**Written exercise 1**
Write out the portion of the passage about thoughts stuck in a groove between "The replay of" and "where self-actualization appears.", inclusive.
**Written exercise 2**
According to the passage about thoughts stuck in a groove, what does the continuous repetition of old thoughts and feelings rob us of?
**Written exercise 3**
Carry on the passage about thoughts stuck in a groove from the point at which it ends.

For those of us old enough to remember LP records, we might recall that when there was a scratch on the album, the needle would sometimes get stuck in the groove. And the same sound or lyrics would keep replaying. In the groove, the tone arm couldn't find its way into the next groove. This is exactly what happens with our thoughts. They tend to keep reiterating the same messages, time and again. When they do so, we summon old memories and feelings and we struggle to engage change.
The replay of old thoughts and feelings indicates that we aren't truly present. The past is not dead in these circumstances, but alive and kicking in the present as we continue to replicate the past. This is such a wasteful way to live our lives as we move from moment to moment, wanting for change, but not understanding how to achieve it. The continuous repetition of old thoughts and feelings robs us of new experience. As well, it deprives us of the discovery of new ways of being. The groove is where fear reigns supreme. Coming out of the groove is where self-actualization appears.

**Items**
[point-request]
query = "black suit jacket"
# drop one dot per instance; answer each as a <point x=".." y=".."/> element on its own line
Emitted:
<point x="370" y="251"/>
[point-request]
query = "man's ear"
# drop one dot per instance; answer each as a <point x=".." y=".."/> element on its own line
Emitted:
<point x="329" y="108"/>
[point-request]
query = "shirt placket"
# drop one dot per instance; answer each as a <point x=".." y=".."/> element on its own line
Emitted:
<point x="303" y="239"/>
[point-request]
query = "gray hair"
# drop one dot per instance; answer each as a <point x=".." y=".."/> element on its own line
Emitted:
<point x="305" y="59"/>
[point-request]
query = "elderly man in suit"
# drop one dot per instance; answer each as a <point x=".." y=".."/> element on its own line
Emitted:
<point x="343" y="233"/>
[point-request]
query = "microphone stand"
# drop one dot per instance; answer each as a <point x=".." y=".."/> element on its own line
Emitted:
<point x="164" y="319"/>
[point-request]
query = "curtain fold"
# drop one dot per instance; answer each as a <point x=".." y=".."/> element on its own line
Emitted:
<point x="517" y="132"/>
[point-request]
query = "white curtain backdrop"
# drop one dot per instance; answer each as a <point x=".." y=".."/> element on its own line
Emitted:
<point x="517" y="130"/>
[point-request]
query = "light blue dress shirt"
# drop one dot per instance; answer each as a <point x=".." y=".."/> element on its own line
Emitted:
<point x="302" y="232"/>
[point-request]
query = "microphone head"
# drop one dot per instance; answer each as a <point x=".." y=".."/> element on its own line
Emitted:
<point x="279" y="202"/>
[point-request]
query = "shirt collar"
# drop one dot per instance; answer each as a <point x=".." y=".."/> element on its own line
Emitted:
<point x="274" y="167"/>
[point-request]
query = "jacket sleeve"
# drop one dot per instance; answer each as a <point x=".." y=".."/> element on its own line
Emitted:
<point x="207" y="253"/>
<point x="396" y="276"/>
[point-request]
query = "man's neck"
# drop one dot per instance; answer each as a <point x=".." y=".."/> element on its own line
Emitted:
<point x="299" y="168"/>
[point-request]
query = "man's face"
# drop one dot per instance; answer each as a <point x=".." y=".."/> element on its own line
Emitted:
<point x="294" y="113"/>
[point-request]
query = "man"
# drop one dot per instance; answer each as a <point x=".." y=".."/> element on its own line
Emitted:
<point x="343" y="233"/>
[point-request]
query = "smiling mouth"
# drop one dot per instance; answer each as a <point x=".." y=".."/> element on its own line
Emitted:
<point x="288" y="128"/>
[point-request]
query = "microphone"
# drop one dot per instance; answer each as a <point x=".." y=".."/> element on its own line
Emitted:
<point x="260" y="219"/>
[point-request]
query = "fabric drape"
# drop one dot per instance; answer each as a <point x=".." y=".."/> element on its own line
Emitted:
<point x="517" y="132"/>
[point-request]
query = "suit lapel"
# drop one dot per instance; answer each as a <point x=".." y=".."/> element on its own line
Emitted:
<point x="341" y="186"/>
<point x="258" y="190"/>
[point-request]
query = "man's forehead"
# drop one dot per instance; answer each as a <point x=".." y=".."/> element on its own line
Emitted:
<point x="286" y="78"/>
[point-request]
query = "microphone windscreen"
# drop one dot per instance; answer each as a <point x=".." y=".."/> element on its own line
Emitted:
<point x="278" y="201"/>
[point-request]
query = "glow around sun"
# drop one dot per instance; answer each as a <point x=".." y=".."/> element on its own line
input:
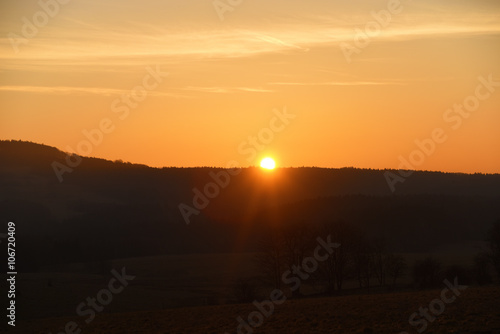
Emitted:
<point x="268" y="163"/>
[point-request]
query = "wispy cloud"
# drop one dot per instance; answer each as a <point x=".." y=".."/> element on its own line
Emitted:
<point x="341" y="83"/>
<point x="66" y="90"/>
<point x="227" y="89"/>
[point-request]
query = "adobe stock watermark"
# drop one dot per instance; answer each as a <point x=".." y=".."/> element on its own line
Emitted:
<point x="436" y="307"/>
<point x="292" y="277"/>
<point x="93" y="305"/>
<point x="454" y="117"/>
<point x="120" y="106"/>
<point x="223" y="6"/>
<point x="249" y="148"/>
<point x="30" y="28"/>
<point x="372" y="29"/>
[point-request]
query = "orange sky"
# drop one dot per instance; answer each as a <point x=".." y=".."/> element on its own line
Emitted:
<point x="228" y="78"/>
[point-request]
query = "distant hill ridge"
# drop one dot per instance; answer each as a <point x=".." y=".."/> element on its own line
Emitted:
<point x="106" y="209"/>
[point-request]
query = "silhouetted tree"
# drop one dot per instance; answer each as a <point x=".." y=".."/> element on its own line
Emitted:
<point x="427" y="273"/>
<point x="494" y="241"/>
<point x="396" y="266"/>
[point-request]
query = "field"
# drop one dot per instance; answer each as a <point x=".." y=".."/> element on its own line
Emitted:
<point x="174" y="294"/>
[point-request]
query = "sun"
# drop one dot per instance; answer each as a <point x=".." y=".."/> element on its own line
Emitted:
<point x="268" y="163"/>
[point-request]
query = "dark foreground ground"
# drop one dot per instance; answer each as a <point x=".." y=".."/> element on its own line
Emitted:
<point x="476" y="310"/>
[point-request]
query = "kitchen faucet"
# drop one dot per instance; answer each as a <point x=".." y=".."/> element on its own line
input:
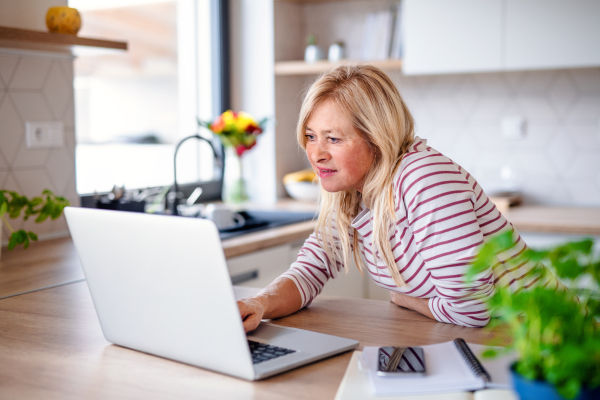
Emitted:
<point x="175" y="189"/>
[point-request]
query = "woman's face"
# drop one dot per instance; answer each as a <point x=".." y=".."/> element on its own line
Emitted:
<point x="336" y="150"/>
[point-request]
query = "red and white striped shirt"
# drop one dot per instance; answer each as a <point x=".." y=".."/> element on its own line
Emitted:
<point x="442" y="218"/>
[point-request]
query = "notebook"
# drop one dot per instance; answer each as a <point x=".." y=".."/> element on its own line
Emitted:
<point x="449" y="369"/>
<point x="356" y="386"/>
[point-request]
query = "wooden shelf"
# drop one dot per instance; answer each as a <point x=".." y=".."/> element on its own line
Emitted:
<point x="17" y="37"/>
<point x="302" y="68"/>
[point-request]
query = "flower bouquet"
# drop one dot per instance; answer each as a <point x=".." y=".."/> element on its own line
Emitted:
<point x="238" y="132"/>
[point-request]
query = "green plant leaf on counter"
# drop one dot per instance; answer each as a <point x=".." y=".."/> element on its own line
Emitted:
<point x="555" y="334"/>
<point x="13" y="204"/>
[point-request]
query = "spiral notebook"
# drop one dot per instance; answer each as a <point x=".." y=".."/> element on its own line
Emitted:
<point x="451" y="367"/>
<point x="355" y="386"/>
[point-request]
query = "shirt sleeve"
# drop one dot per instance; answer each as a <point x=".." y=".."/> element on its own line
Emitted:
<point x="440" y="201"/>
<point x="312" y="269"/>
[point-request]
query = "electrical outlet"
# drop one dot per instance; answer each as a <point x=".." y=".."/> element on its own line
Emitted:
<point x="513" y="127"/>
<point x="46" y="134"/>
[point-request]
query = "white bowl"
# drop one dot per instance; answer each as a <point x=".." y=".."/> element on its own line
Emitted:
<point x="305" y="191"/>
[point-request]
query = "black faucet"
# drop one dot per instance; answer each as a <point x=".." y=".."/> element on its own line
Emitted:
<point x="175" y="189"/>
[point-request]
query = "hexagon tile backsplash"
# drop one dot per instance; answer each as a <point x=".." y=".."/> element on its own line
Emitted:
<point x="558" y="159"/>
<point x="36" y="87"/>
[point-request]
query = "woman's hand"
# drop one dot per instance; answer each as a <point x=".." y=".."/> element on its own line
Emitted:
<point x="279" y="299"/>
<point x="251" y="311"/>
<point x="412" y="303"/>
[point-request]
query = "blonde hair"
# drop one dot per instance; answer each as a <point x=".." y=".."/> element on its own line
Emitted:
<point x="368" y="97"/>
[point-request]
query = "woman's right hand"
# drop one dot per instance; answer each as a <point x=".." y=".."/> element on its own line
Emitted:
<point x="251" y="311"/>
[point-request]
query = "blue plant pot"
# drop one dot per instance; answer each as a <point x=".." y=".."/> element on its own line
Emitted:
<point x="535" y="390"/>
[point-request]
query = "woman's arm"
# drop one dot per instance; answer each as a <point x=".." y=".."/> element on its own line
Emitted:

---

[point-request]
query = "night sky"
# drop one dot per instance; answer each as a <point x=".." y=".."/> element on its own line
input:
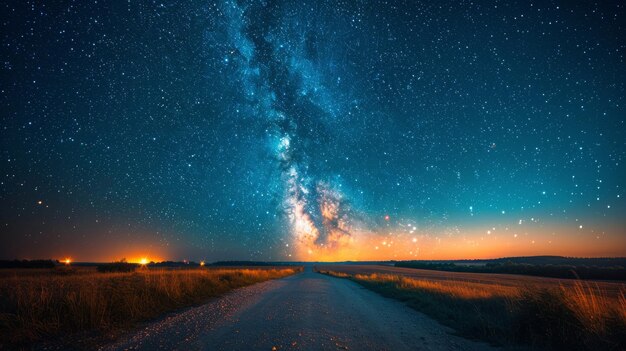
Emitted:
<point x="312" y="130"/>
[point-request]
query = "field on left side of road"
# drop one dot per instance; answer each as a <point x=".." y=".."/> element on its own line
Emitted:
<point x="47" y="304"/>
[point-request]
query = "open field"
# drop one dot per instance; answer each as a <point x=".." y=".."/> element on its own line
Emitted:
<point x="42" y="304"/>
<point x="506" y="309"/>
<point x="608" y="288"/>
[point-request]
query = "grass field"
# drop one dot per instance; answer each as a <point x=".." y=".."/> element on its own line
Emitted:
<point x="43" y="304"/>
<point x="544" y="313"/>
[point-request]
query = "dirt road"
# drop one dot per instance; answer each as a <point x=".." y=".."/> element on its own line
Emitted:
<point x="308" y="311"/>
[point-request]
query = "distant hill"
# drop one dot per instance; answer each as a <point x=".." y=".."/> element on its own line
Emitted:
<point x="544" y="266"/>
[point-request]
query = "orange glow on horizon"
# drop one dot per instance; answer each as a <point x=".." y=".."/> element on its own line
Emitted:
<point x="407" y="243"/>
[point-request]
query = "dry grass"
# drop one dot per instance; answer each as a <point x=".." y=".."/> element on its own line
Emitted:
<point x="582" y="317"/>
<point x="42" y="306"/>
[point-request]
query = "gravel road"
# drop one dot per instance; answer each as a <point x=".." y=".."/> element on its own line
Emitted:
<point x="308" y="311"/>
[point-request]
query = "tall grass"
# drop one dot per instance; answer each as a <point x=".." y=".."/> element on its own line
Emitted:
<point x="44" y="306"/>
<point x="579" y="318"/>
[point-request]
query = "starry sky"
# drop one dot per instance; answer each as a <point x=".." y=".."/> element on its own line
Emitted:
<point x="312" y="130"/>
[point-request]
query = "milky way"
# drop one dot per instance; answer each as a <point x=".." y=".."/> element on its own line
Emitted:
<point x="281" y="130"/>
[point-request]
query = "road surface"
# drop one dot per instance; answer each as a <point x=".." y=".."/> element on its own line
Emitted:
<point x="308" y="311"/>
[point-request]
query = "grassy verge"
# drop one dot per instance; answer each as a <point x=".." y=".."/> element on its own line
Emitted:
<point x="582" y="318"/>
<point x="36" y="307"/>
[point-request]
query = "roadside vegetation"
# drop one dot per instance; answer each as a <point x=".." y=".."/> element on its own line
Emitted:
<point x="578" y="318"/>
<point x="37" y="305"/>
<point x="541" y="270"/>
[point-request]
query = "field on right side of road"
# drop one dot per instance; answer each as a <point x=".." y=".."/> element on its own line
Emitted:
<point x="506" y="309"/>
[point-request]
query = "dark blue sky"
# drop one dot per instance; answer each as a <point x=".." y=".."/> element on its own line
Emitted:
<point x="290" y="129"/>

**Written response 1**
The replay of old thoughts and feelings indicates that we aren't truly present. The past is not dead in these circumstances, but alive and kicking in the present as we continue to replicate the past. This is such a wasteful way to live our lives as we move from moment to moment, wanting for change, but not understanding how to achieve it. The continuous repetition of old thoughts and feelings robs us of new experience. As well, it deprives us of the discovery of new ways of being. The groove is where fear reigns supreme. Coming out of the groove is where self-actualization appears.

**Written response 2**
It robs us of new experience.

**Written response 3**
I have been looking at this dilemma for some time now and have learned that it is altogether possible to learn to liberate ourselves from the doldrums of the groove. To that end, I have developed a process which I call emergent thinking whereby we can learn to identify the habitual thoughts that trick us into false realities. Engaging this process we work to identify the thoughts that create our grooves. Learning to witness and observe the thoughts, rather than attaching to and becoming the thought, is where liberation commences. If you have carried a thought like, "I'm not good enough or smart enough," you don't see it as a thought, you accept it as the truth. It becomes your dominant belief and scripts your experiences and life dramas. That is where thought tricks us. The liberation comes from being able to reflect that it's only a thought.
The old thinking defends its territory, so to speak as it clings to maintain control and dominate over your beliefs and actions. This is what I refer to as the literal nature of our thought. The deception is that our thoughts instruct as to the truth of what is. In reality, they are creating that truth and imprisoning us within those confines.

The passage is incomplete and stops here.